Molteplicità, difformità, ibridazione dei linguaggi: ecco alcune delle parole a cui più hanno fatto ricorso le artiste e gli artisti della seconda edizione di Tutta la vita davanti. Festival di teatro per vecchi del futuro, promosso dal centro di produzione Gli Scarti negli spazi del D!alma di La Spezia dal 24 al 26 maggio. Spesso sono stati proprio gli stessi artisti a cucirsi addosso queste etichette a maglia larga, durante la tavola rotonda ideata per tentare di colmare i vuoti rimasti in sospeso in occasione della prima edizione del festival, quando i ragionamenti sui problemi sistemici del settore teatro avevano soffocato la possibilità di riflettere su poetiche ed estetiche. Lo hanno fatto cercando di reagire allo scacco definitorio posto dalla direttrice artistica e regista Alice Sinigaglia: «Esercitiamoci con l’utopia: fingiamo, per una volta, di ritrovarci a lavorare in un sistema economicamente e strutturalmente soddisfacente, di cosa vogliamo parlare con il nostro lavoro? Quale potrebbe essere la poetica di ciascun artista/compagnia qui presente?». Una risposta possibile è quella offertaci dalla stessa Sinigaglia: al centro del percorso dell’artista spezzina si trova il racconto della marginalità, della figura dell’outsider e della sua distanza dalle norme socialmente accettate, spesso condivise solo in modo superficiale. Questo nucleo è attraversato da Sinigaglia con una molteplicità di linguaggi e un’ibridazione di generi che, come dichiarato, non costituiscono una risposta evasiva al tentativo di definizione di una poetica, quanto piuttosto un posizionamento voluto, sentito e scenicamente formalizzato. Ed è proprio questa alternanza e commistione tra i codici espressivi a rendere interessanti i lavori realizzati da Sinigaglia: mettendoli a sistema, sembra quasi di poter osservare il flusso della riflessione che, di volta in volta, orienta la scelta verso il linguaggio più adatto, quello necessario a sondare le dinamiche che intercorrono tra individuo e comunità, analizzata nei suoi diversi aspetti e nelle sue distorsioni.

DATI RACCOLTI –
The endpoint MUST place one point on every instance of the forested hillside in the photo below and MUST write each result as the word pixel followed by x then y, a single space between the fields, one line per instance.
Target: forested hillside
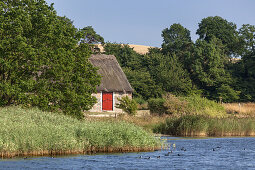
pixel 219 65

CONSEGNA 1 –
Rispondi a queste domande sul testo del festival Tutta la vita davanti:
(a) Dove e in quali giorni si è svolta la seconda edizione?
(b) Quale centro di produzione ha promosso il festival?
(c) Che cosa si trova al centro del percorso artistico di Alice Sinigaglia?
CONSEGNA 2 –
Prosegui il testo sul festival Tutta la vita davanti a partire dall'ultima frase riportata.

RISULTATO FINALE 1 –
(a) Negli spazi del D!alma di La Spezia, dal 24 al 26 maggio.
(b) Il centro di produzione Gli Scarti.
(c) Il racconto della marginalità, della figura dell'outsider e della sua distanza dalle norme socialmente accettate.

RISULTATO FINALE 2 –
foto ufficio stampa

Nel Canto del bidone (2021) gli stilemi della fiaba vengono usati per narrare avventure e disavventure di una creatura difettosa, venuta al mondo da un bidone della spazzatura; in Gargantua e Pantagruele – Cronache di uno spettacolo gigantesco (2023) il linguaggio intellettuale fallisce nel tentativo di sistematizzare l’opera di Rabelais e il caos carnascialesco che ne fuoriesce, riversando paradossalmente la follia all’interno di un consesso di accademici. Nell’ultimo lavoro, Concerto fetido su quattro zampe, in scena a TLVD dopo il debutto a Romaeuropa Festival, è invece la scrittura musicale a plasmare il racconto di un’evoluzione mancata, di un tentativo di regressione animale non intesa come arretramento, ma come possibilità di crescita, di miglioramento. La musica, per Alice Sinigaglia, non costituisce semplicemente un codice linguistico ed espressivo, ma piuttosto una modalità di strutturazione del pensiero, di ragionamento creativo, di organizzazione dello sguardo rivolto verso la realtà circostante. Lo stesso vale per suo fratello Davide Sinigaglia, coautore e interprete, insieme ad Alice, di questa struttura narrativa ideata come un concept album, dove le parti monologiche o dialogiche fungono da connettori tra un brano e l’altro, dando vita a un racconto unitario che si alterna all’esecuzione delle canzoni, accompagnate da tastiera e batteria.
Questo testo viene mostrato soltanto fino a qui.